- _What is being asked_
Can you copy every one of the entries below word for word, changing nothing?

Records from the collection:
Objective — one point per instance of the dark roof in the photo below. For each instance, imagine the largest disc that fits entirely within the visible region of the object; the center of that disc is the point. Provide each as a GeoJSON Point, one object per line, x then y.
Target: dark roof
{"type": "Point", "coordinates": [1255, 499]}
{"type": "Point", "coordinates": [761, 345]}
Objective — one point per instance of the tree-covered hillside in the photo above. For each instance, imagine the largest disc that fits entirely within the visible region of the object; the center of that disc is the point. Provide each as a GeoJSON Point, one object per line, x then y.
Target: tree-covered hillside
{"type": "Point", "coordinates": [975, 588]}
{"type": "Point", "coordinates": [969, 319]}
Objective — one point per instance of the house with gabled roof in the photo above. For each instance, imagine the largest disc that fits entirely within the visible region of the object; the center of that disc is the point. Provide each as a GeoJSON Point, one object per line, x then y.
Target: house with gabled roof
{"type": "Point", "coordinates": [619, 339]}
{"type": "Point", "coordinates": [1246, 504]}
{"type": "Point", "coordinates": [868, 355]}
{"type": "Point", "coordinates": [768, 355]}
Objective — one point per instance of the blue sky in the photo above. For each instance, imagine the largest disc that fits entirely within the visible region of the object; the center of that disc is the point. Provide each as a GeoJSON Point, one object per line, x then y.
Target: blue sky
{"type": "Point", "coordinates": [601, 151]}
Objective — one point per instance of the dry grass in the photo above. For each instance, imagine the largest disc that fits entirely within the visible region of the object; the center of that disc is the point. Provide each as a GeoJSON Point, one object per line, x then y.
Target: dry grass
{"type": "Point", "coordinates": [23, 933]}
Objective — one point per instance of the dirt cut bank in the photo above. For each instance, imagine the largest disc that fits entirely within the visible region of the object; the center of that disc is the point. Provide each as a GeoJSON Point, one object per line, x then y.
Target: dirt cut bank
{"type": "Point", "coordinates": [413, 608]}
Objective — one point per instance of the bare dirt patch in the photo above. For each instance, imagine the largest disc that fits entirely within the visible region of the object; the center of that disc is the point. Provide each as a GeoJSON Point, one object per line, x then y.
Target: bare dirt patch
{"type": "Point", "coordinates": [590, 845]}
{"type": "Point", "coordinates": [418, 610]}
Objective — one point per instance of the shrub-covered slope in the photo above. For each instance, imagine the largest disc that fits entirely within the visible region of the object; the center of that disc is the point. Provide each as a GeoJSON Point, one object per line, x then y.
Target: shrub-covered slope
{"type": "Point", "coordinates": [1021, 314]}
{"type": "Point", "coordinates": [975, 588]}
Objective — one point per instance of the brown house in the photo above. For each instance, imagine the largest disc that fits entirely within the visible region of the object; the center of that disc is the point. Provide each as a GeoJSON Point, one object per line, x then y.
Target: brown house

- _Exercise response_
Objective — one point per instance of the dark roof in the photo below. For each instance, imagine the largest disc that fits entirely within the visible region of the object; the center of that disc is the point. Provide each as a GeoJSON Point, one object per line, x then y.
Target: dark roof
{"type": "Point", "coordinates": [1255, 499]}
{"type": "Point", "coordinates": [761, 345]}
Objective — one point per instance of the tree-covered hillside in the photo above. For each instance, imagine the largest disc that fits entirely within the visible region of the object; the center of that disc is the point. Provide each as a GeoJSON Point, one object per line, x then y.
Target: tree-covered hillside
{"type": "Point", "coordinates": [975, 588]}
{"type": "Point", "coordinates": [969, 319]}
Objective — one point per instance of the house with gabled roof in the photo above. For each instance, imagine the largest disc that fits entirely within the visible region of the object; the center of that disc is the point. Provide each as a GeoJSON Point, one object per line, x then y.
Target: house with gabled roof
{"type": "Point", "coordinates": [619, 339]}
{"type": "Point", "coordinates": [1246, 504]}
{"type": "Point", "coordinates": [868, 355]}
{"type": "Point", "coordinates": [768, 355]}
Objective — one point per instance of the blue sky in the photo above. For each instance, imagine the largest disc that fits entirely within the visible region of the object; the center of that disc is the point. Provide each as a GeoJSON Point, one object per line, x then y.
Target: blue sky
{"type": "Point", "coordinates": [601, 151]}
Objective — one point per instance of the dry grass in the photo above. For each instance, imagine the largest disc that fits entirely within the visible region of the object; the center of that disc is the point. Provide each as a GeoJSON Point, one object per line, x then y.
Target: dry grass
{"type": "Point", "coordinates": [23, 933]}
Objective — one point per instance of the dirt cut bank in the photo above. For each instance, imagine the largest disc that fits entirely within the visible region of the object; the center of that disc is the point. Provide each as a GeoJSON Point, one object per line, x then y.
Target: dirt cut bank
{"type": "Point", "coordinates": [413, 608]}
Objective — one point per instance of the bare dirt patch in the photo above. For each instance, imagine the largest disc that fits entirely within the visible region of the object; the center of that disc is the point. Provide each as a GeoJSON Point, one object per line, x then y.
Target: bare dirt patch
{"type": "Point", "coordinates": [590, 845]}
{"type": "Point", "coordinates": [418, 610]}
Objective — one point per instance of the shrub-covered slope in the photo above. For each instance, imagine the largest disc that fits entirely within the visible region of the object; the center of that disc is the point. Provide each as a GeoJSON Point, one object per line, x then y.
Target: shrub-covered slope
{"type": "Point", "coordinates": [1021, 314]}
{"type": "Point", "coordinates": [975, 588]}
Objective — one point per instance of the brown house in the photo above. For each instance, imagine the largest disc that fits entirely within the visible region of the object; the center of that disc is the point. Provide each as a GeoJSON Point, one object per line, x then y.
Target: brown house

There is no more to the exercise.